_ACTIVITY_
Look through the records and copy each line that has "waving" in it.

_Data records_
★ ★ ★

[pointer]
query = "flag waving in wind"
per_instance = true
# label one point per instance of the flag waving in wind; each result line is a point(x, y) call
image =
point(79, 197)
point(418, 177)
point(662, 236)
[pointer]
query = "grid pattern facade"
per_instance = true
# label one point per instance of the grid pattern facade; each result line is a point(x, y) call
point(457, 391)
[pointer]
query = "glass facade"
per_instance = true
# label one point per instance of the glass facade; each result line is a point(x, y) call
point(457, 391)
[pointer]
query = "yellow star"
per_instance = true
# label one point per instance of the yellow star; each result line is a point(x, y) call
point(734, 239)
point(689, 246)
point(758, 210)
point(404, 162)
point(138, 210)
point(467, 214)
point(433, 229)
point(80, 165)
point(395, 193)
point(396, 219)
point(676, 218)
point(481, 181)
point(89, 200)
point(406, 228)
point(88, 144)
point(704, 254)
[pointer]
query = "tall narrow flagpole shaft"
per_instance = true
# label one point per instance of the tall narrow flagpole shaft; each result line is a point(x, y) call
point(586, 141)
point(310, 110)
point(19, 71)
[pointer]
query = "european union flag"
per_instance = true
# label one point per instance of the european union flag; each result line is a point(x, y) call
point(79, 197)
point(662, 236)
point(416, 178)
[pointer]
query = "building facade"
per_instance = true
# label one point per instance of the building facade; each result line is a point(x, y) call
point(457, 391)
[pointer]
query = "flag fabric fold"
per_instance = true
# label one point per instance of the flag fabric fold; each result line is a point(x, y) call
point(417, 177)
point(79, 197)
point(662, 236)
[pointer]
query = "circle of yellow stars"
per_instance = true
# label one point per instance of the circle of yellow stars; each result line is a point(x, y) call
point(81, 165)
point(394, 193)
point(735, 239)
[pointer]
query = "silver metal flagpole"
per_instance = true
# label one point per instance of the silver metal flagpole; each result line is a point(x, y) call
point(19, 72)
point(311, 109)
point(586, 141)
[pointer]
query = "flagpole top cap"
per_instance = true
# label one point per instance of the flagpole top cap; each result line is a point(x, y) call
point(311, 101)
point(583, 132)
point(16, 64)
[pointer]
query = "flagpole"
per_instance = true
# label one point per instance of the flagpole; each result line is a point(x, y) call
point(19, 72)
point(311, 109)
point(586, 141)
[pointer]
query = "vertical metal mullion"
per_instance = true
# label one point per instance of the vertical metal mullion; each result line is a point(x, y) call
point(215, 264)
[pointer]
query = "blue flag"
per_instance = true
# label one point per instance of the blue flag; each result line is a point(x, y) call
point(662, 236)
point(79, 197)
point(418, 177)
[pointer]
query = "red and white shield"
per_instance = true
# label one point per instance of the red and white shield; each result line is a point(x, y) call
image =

★ ★ ★

_PROBLEM SOLUTION_
query = "flag waving in wind"
# label one point per instance of the flag waving in wind; each result line is a point(x, y) call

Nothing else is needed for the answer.